#### EXERCISE GOAL:
Practice item. Set the material below down again exactly, with no pictures.

#### DATA FOR ANALYSIS:
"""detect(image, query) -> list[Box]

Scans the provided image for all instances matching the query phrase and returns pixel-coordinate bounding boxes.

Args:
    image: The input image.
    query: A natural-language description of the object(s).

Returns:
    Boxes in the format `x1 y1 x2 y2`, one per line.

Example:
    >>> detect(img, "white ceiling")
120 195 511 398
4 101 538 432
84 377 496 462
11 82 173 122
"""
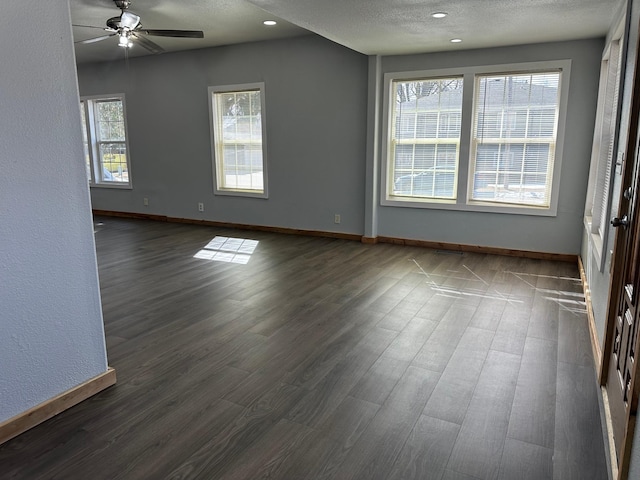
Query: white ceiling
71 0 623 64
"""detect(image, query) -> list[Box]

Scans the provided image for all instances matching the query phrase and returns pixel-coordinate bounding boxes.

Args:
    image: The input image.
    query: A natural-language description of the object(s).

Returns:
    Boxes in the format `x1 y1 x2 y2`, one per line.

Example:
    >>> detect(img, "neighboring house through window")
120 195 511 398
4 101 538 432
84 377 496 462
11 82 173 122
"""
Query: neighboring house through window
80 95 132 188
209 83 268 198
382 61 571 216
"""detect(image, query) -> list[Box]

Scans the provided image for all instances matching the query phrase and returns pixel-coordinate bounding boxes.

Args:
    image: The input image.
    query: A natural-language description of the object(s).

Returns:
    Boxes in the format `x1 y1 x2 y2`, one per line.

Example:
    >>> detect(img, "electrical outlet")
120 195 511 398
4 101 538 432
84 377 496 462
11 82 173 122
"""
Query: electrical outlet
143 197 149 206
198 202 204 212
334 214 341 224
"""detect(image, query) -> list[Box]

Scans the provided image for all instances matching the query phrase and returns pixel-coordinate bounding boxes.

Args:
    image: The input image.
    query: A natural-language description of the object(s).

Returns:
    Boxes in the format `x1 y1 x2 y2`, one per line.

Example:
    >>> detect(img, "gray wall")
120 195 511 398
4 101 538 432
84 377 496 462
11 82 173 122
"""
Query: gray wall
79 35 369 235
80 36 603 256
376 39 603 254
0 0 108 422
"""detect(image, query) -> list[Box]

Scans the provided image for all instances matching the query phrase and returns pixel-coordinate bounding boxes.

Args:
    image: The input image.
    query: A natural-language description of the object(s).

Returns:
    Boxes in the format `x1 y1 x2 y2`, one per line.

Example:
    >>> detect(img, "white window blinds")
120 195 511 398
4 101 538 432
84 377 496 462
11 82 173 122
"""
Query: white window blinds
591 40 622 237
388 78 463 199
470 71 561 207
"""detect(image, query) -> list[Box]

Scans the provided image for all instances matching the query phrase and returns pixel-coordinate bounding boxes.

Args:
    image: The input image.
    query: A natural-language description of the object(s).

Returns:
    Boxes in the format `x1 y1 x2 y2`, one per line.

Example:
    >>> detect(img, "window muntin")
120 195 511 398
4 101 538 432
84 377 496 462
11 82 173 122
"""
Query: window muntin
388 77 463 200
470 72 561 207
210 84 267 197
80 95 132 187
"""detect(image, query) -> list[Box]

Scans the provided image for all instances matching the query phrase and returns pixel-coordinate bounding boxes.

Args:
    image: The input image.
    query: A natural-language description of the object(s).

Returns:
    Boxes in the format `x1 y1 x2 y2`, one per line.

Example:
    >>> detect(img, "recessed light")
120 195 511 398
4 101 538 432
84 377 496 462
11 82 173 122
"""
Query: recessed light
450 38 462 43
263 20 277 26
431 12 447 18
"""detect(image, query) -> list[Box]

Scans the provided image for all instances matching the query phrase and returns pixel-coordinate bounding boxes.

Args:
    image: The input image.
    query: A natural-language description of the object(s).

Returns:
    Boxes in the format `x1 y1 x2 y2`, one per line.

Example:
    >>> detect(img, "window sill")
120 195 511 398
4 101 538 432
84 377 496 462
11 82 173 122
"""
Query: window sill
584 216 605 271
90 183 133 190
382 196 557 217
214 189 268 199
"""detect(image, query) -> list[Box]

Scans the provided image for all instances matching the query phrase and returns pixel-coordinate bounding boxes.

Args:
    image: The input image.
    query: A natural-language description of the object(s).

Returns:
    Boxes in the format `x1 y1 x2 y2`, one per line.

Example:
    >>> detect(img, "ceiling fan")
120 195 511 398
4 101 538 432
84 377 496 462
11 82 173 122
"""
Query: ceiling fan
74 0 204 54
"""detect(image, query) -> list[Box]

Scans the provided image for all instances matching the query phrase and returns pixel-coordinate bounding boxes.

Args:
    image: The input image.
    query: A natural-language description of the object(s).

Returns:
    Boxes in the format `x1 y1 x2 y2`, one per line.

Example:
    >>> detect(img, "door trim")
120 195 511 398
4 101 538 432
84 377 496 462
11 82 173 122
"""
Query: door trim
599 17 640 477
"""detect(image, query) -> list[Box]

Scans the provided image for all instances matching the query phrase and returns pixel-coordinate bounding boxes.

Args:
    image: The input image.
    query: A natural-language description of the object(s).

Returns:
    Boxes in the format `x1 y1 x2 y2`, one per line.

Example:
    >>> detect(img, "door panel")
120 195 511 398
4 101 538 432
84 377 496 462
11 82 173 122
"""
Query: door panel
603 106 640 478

#### EXERCISE OUTPUT:
"""detect(image, query) -> list[Box]

Scans the provided image for all instances matching the query phrase and returns pixel-coordinate bounding boxes.

Args:
    image: The input image.
    query: A natural-language description of the object(s).

Returns:
    Boxes in the format `x1 y1 x2 y2`, one per line.

Example:
    >>> detect(img, "white ceiling")
120 195 511 398
4 101 538 432
84 377 496 462
11 82 173 122
"""
Query: white ceiling
71 0 623 64
"""detect(image, query) -> list[Box]

Scans the provided image for all instances matching the query phrase and returns pixel-coordinate bounding boxes.

Args:
    image: The input image.
    query: A natural-language description of the object(s).

Returns:
    Boxes in the format `x1 y1 x2 y2`, one per line.

Example:
    >>> detect(img, "neighboring house through window")
120 195 511 398
4 101 538 432
84 377 496 462
11 82 173 122
"""
Query: neighboring house through window
80 95 132 188
209 83 268 198
382 61 571 216
"""detect(image, query) -> list[Box]

Scans the provided image for all instances matching the query phrase and returns pixel-coordinate bounding boxes.

Args:
    image: The input image.
    query: A natural-language description of the object(s).

Returns:
    Boxes in the format `x1 y1 x2 y2`, one per line.

Example:
    >>> detect(img, "electrical outlet")
120 195 511 398
4 101 538 432
84 377 496 462
11 82 173 122
"""
Query: electrical outlet
143 197 149 206
198 202 204 212
334 214 341 224
"""detect(image, query) -> list[Box]

Scans the provided image for all instances matching the query phrase and returns pixel-coordinate bounding boxes.

Args:
    image: The input image.
    query: A natural-language description of the object(s).

Returns:
    Boxes in the format `x1 y1 x2 y2`, one per line.

Example:
    >>> detect(img, "gray wall")
120 195 511 398
4 101 538 432
84 377 496 462
11 82 173 122
"""
Query: gray wall
79 35 369 235
80 36 603 256
376 39 603 254
0 0 108 422
"""detect(image, query) -> list[Box]

Scans the provided image for all instances matching the query phrase and returns pixel-coordinate bounding boxes.

Args:
    image: The input image.
    query: A natural-language description of the object(s).

Returns:
    Boxes in the format `x1 y1 x2 y2`, one per line.

Example:
    >>> detect(img, "white window blinds")
120 195 511 398
4 101 538 432
84 377 496 462
11 82 173 122
"""
Query: white window blinds
591 40 622 237
388 78 463 199
470 71 561 207
"""detect(image, query) -> list[Box]

Scans the provided image for all instances matching the query phrase and returns pixel-coordinate bounding boxes.

Args:
    image: The input image.
    query: A natural-language description of the object(s).

Returns:
    Boxes in the format `x1 y1 x2 y2`, one per line.

Example:
    >>> detect(img, "window muntin")
120 195 511 398
4 101 538 432
84 377 496 462
11 82 173 122
"""
Query: window muntin
388 77 463 200
470 72 561 207
210 84 267 197
80 95 132 187
"""detect(image, query) -> list[Box]

Scans the provided image for all instances matching the query phrase and returns pixel-coordinate bounding boxes.

Args:
    image: The input image.
    query: A natural-language description of the object(s).

Returns:
    Boxes in the format `x1 y1 x2 y2`, one per line.

Example:
    >>> detect(img, "recessed light")
120 195 511 398
4 101 538 432
84 377 496 462
11 82 173 122
"""
Query: recessed light
450 38 462 43
263 20 277 26
431 12 447 18
"""detect(image, query) -> list[Box]

Scans the provided image for all instances matching the query phrase and returns pixel-coordinate bounding boxes.

Args:
    image: The input image.
    query: A natural-language description of the object(s).

Returns:
    Boxes in the format `x1 y1 x2 y2`, one per line.

Example:
    >>> detect(img, "window sill")
120 195 511 398
4 101 538 432
84 377 496 462
11 82 173 122
"""
Query: window sill
584 216 605 271
90 183 133 190
382 196 557 217
214 189 268 199
"""detect(image, query) -> list[Box]

Scans the provided image for all instances matching the query phrase and returns pixel-coordinate bounding boxes.

Args:
    image: The input image.
    query: A natural-language description of the object(s).

Returns:
    Boxes in the format `x1 y1 x2 y2`, one per line.

Example:
    >>> detect(img, "ceiling fan")
120 195 511 398
4 101 538 432
84 377 496 462
11 82 173 122
"""
Query: ceiling fan
74 0 204 54
"""detect(image, query) -> list[Box]

Scans the provided image for all instances matching the query phrase and returns pixel-coordinate bounding boxes.

Args:
    image: The input image.
    query: A natural-language description of the object(s).

Returns:
    Boxes in the format `x1 y1 x2 y2`, one per line.

Example:
    >>> detect(img, "door trim")
120 195 511 398
4 101 538 432
84 377 496 462
11 82 173 122
"""
Query: door trim
599 17 640 477
"""detect(image, query) -> list[Box]

Scans the provided image for all instances matching the query phrase and returns pixel-coordinate bounding boxes.

Args:
    image: The input image.
    query: A natural-language description of the object(s).

Returns:
    Boxes in the format `x1 y1 x2 y2`, one per line.

Example:
    >>> detect(img, "door panel")
120 195 511 398
4 101 538 432
84 377 496 462
11 82 173 122
"""
Query: door panel
603 106 640 478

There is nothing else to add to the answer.